What you will do
Gather every line of the items that contains the string "decorative" and copy each one out.

------ Listed records

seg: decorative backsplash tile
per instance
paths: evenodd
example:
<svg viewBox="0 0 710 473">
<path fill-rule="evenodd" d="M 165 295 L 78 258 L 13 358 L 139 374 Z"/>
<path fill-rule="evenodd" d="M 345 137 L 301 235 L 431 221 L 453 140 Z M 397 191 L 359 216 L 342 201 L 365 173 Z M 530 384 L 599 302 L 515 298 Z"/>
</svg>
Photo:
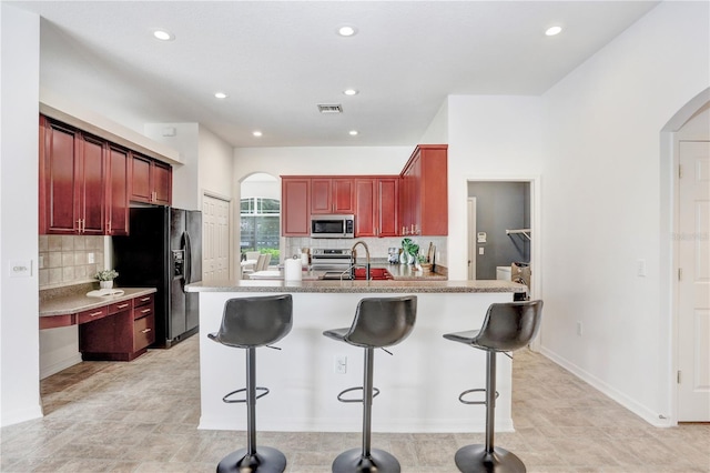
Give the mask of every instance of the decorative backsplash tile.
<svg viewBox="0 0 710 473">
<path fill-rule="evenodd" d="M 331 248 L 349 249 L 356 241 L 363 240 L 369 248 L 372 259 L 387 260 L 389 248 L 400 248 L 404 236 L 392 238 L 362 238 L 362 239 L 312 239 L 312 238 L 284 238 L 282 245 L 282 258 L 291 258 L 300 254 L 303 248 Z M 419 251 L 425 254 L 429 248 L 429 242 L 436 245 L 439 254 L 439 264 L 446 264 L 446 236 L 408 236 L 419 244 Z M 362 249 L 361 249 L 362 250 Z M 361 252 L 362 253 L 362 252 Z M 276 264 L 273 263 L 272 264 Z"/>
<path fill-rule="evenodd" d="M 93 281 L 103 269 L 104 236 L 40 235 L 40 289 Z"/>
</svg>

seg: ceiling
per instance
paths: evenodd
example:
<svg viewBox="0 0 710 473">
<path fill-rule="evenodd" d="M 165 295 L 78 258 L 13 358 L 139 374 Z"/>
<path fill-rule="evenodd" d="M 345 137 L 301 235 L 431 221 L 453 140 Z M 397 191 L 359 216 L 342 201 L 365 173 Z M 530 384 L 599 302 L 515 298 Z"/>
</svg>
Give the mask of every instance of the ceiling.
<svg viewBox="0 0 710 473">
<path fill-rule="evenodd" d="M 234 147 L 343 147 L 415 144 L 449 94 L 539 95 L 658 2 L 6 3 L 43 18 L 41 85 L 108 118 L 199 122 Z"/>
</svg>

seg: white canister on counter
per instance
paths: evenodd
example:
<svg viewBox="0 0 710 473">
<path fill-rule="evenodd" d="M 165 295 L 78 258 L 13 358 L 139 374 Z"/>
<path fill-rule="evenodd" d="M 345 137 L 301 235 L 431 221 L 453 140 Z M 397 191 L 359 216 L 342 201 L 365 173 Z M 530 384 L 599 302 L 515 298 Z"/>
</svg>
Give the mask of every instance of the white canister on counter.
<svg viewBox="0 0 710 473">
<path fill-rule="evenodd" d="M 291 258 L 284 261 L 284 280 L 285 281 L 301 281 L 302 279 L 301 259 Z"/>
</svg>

------------
------ Listed records

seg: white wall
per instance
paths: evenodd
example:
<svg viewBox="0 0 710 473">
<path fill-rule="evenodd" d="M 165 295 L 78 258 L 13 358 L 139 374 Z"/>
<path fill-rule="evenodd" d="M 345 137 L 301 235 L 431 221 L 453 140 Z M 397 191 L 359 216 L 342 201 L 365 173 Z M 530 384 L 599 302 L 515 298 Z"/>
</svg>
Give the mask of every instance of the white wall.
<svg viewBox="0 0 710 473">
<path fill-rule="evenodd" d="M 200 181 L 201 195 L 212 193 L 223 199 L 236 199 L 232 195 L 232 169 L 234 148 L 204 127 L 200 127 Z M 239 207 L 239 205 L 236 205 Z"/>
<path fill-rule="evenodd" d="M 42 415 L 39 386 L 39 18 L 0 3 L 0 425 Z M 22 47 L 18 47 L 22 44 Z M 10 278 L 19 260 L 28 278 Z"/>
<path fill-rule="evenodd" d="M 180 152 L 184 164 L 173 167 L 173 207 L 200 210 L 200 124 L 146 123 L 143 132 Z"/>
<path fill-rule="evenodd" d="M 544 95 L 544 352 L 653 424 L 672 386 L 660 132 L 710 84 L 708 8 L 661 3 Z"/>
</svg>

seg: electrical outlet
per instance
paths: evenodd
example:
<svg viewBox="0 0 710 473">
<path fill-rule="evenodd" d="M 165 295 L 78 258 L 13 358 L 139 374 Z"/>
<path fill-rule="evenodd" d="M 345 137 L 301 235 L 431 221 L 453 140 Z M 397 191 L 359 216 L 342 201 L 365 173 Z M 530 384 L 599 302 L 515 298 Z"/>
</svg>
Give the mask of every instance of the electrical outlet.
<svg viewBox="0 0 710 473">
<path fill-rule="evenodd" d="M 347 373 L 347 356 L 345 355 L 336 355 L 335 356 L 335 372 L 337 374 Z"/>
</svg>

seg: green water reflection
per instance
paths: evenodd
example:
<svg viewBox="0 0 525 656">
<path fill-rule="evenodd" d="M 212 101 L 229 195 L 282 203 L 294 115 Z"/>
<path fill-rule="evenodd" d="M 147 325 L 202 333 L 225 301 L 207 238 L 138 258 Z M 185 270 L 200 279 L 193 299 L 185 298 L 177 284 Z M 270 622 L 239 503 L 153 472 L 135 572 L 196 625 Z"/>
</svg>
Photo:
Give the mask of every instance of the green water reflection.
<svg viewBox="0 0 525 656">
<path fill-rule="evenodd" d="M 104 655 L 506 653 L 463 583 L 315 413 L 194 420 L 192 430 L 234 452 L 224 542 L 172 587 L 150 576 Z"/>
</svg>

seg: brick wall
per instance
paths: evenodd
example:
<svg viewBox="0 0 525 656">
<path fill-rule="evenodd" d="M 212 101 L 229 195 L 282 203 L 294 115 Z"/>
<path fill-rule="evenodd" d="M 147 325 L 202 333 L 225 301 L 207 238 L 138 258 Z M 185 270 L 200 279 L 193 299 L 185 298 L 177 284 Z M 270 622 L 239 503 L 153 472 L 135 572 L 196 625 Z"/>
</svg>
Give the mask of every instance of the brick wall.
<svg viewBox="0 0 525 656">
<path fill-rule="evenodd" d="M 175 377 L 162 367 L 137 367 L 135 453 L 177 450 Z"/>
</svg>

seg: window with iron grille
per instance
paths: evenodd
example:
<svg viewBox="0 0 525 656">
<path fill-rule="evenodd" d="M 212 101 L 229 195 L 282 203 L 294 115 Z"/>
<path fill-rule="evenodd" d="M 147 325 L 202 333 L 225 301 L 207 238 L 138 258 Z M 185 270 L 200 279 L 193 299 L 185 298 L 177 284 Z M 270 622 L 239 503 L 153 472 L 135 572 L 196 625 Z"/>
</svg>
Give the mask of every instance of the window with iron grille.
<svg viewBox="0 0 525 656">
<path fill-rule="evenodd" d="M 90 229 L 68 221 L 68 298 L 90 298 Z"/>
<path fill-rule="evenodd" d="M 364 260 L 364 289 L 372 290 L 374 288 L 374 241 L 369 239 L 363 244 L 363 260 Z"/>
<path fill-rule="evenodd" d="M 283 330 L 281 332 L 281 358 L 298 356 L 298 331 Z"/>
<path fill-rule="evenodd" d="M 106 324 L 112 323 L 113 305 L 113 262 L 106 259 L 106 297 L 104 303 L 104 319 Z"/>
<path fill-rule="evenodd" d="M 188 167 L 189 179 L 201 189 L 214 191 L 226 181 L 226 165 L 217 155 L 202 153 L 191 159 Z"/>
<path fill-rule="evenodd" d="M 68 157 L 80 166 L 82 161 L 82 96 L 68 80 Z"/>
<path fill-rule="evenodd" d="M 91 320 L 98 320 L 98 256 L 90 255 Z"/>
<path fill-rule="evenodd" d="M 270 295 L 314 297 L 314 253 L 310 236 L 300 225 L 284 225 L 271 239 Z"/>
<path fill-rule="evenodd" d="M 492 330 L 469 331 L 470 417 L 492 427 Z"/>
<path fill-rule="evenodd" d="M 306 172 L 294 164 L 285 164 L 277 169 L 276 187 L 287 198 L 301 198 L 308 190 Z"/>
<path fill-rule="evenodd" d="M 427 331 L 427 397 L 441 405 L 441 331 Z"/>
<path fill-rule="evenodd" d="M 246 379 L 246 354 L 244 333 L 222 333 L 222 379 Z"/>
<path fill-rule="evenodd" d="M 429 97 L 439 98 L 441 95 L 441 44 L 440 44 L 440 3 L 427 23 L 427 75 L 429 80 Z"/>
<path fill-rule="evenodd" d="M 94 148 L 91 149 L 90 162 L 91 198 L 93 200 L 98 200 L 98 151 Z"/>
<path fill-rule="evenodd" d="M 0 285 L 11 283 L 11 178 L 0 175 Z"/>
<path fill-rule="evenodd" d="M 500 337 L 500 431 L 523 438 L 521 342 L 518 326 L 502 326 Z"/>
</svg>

------------

Response to the task
seg: decorative backsplash tile
Give the mask of every instance of the decorative backsplash tile.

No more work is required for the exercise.